Reef applies fixes via Ansible or Terraform when possible. For ambiguous cases, it alerts the human with diagnosis and suggested action. "Disk at 92%. Runbook suggests log rotation. I've identified 4GB in /var/log. Proceed? Or: [alternative actions]." The human approves; Reef executes. Or the human handles it manually. Reef's job is to surface the right information.
Nightly Brainstorm
At 4:00 AM, Reef runs a "Nightly Brainstorm" task: review logs from the past 24 hours, identify patterns, suggest optimizations. Output: Markdown report in memory, optional Slack summary. Human reviews over morning coffee.
This proactive analysis catches slow degradation — increasing error rates, memory leaks, growing latency — before they become incidents. Reef might notice: "Error rate in service X has increased 15% over the past week. Correlation with deployment Y. Consider rollback or investigation." That's the kind of insight that prevents 3 AM pages. See Nightly Brainstorm for the full pattern.

* EXTRACTED INFORMATION
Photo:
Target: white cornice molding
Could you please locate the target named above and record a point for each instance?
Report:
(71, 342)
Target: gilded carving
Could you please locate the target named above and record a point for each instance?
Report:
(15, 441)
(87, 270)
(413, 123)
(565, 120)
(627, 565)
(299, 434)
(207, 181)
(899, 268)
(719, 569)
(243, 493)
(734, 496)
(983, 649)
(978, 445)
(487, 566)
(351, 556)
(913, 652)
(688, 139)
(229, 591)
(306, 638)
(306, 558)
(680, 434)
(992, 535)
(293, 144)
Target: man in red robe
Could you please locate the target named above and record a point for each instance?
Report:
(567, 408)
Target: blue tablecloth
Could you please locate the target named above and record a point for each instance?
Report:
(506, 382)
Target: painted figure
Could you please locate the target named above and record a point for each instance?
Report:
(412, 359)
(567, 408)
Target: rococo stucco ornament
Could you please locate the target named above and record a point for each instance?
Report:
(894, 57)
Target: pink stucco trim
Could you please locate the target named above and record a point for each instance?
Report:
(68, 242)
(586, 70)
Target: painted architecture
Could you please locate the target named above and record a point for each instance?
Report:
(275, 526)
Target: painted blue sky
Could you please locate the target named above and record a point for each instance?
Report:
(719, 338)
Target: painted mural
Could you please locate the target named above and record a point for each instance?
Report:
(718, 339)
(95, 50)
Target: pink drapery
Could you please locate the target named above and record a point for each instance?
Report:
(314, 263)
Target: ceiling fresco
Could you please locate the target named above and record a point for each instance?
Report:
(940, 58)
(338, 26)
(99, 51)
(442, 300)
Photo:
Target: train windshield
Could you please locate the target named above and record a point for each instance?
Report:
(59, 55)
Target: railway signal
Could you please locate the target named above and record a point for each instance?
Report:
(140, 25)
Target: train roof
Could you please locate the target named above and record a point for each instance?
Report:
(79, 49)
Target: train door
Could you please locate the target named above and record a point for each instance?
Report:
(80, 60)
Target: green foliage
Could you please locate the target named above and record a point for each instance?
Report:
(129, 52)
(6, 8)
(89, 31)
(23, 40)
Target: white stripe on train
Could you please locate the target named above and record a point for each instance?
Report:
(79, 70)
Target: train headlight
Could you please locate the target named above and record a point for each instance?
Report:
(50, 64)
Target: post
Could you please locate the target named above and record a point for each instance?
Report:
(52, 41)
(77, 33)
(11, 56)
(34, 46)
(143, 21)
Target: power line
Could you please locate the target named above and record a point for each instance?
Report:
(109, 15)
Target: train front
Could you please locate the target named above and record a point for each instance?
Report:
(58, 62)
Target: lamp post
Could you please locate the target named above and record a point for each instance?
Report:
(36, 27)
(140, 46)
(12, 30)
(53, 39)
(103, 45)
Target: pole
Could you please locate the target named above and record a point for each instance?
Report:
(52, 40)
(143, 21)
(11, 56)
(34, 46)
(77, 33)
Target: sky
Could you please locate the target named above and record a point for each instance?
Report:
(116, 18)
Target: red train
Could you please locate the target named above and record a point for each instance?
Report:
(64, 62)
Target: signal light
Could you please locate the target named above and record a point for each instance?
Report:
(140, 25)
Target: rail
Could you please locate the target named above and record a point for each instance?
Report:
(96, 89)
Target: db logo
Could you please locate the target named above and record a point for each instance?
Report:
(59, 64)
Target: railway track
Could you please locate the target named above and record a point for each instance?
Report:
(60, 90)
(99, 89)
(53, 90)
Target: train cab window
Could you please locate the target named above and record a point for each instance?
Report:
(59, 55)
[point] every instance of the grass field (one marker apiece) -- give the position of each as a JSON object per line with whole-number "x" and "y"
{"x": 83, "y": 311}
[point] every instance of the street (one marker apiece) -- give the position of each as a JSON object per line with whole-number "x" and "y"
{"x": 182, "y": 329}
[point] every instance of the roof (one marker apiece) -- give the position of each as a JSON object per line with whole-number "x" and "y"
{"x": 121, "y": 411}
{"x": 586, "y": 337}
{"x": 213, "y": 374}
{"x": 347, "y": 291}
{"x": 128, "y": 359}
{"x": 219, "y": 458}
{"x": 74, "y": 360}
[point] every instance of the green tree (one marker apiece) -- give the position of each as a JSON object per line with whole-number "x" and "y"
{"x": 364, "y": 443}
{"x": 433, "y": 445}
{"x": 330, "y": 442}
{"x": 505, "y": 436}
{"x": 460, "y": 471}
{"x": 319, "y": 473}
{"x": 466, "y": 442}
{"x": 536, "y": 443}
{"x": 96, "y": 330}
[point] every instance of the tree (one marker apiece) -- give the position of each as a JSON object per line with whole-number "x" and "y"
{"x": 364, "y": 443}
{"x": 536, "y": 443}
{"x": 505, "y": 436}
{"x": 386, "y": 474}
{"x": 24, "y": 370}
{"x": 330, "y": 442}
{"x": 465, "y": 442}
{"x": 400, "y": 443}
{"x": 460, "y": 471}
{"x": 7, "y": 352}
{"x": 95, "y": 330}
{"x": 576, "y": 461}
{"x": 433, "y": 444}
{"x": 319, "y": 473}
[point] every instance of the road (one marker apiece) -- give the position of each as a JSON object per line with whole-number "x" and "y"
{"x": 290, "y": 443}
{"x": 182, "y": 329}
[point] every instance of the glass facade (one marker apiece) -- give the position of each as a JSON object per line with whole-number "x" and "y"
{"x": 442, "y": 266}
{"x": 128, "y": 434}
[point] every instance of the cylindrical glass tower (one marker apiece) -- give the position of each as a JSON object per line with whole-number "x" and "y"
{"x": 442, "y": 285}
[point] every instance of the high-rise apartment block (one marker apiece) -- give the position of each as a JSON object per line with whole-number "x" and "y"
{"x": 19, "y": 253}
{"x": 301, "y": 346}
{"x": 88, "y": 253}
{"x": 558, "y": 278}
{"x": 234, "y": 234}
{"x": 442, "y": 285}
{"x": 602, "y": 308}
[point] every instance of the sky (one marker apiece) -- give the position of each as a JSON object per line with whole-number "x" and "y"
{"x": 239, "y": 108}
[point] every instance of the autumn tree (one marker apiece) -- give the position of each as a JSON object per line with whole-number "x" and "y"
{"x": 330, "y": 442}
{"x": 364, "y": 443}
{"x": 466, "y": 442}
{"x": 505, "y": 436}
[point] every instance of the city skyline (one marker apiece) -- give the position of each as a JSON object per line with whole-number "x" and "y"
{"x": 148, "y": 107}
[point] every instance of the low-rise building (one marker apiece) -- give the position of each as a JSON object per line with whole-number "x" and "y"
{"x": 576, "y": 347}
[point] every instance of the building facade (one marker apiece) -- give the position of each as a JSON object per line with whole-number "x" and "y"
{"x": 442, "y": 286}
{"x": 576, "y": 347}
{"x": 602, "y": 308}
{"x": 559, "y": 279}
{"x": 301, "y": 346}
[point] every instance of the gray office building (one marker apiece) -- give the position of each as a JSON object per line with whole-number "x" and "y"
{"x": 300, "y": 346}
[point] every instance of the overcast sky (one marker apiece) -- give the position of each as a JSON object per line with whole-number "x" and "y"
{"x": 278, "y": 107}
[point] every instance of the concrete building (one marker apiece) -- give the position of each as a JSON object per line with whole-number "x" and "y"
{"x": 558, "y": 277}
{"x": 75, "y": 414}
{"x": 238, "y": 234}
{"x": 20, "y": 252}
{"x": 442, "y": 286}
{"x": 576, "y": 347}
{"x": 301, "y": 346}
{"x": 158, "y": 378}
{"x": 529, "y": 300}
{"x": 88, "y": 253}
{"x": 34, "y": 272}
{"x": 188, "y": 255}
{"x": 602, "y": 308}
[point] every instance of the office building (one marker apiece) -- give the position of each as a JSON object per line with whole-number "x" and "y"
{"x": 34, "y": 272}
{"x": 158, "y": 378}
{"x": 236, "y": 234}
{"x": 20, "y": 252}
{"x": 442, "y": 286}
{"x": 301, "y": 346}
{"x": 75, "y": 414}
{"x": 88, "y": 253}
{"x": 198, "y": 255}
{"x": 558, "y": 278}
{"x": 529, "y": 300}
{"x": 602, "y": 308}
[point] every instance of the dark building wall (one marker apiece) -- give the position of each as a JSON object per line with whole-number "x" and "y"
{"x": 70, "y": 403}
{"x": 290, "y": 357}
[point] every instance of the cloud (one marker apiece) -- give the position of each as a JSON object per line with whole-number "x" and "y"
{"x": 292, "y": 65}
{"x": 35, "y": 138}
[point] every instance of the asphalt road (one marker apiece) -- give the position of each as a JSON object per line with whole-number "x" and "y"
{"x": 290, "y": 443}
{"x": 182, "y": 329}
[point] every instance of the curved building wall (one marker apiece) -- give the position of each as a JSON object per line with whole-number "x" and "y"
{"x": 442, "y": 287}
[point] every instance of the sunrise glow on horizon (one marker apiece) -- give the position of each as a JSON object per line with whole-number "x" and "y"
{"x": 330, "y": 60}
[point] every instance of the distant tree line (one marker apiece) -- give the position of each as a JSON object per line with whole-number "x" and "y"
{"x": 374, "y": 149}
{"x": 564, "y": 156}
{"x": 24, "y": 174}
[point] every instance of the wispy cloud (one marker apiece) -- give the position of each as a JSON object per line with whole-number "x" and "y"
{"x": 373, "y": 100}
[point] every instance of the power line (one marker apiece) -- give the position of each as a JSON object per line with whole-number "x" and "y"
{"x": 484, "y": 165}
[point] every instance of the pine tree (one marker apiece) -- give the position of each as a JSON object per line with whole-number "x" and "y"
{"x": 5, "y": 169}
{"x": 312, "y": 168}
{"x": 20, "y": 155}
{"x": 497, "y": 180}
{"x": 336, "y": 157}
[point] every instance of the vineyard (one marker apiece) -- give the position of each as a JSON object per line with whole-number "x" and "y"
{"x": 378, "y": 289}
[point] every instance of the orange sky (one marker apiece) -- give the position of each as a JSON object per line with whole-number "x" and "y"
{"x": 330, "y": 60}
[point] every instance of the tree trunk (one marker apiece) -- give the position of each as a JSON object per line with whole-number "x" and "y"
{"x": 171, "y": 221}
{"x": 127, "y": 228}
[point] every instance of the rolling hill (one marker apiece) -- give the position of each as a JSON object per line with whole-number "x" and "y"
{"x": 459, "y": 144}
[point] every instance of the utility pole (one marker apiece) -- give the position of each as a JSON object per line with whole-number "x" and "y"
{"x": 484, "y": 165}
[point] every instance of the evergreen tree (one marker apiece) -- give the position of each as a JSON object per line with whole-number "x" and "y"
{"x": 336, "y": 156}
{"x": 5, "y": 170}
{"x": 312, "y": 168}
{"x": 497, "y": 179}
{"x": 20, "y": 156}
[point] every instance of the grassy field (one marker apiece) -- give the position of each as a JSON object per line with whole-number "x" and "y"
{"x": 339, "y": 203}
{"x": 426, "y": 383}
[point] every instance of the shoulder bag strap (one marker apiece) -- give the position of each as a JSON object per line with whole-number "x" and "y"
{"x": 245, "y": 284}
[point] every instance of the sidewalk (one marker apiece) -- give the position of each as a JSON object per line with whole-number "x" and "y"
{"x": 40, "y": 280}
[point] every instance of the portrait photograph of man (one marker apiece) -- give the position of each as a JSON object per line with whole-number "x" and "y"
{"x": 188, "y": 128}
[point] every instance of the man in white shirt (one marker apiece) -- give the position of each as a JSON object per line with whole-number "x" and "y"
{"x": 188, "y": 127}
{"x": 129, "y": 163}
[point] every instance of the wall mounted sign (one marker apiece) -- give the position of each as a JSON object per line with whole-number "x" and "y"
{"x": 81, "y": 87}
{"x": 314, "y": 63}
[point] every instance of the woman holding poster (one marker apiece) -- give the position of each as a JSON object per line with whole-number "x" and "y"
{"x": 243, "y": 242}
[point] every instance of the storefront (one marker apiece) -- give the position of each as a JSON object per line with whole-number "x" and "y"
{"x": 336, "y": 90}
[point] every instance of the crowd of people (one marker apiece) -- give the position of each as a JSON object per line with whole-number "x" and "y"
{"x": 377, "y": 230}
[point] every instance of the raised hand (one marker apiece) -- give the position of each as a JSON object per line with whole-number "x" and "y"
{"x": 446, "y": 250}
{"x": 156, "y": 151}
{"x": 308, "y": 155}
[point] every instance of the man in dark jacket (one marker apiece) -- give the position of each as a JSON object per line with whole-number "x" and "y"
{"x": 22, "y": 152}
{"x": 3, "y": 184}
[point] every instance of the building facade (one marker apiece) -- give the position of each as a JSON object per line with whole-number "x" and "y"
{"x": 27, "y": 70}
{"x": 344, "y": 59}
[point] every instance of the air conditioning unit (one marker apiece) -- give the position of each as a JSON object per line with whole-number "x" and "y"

* INSTRUCTIONS
**a)** According to the text about Reef, at what time does Reef run its Nightly Brainstorm task?
**b)** List every kind of slow degradation that the text about Reef says its nightly analysis catches.
**c)** Continue the text about Reef from its last sentence.

* SOLVED PROBLEMS
**a)** At 4:00 AM.

**b)** Increasing error rates, memory leaks, growing latency

**c)**
Security: TruffleHog & Secret Scanning
Security is maintained via secret scanners like TruffleHog, which prevent the agent from accidentally committing API keys to its own memory files. Reef runs TruffleHog before any git commit; blocks if secrets detected. The agent might have learned a credential during troubleshooting—it must not persist that to version control.
Reef's SSH keys are scoped to minimal required permissions. Principle of least privilege: agent can restart pods, not delete namespaces. It can read logs, not modify audit trails. It can run certbot, not access the CA private key. The runbooks are designed to work within these constraints. If a fix requires elevated access, Reef escalates to the human.
Implementation
- Dedicated instance: Don't mix Reef with your personal agent. Infrastructure automation has different security requirements.
- SSH key with limited scope: Consider bastion + jump host. Reef connects to bastion; bastion connects to clusters. Reduces direct exposure.
- HEARTBEAT.md: 15-min health check, 4 AM brainstorm. Time conditions ensure the brainstorm runs during low-traffic hours.
- Runbooks in Markdown: One file per failure mode. Reef references them by pattern match. "Pod CrashLoopBackOff" → runbook-pod-restart.md.
Start with read-only monitoring. Add fix runbooks one at a time. Validate each before expanding. The goal is confidence—you need to trust Reef before you give it fix authority.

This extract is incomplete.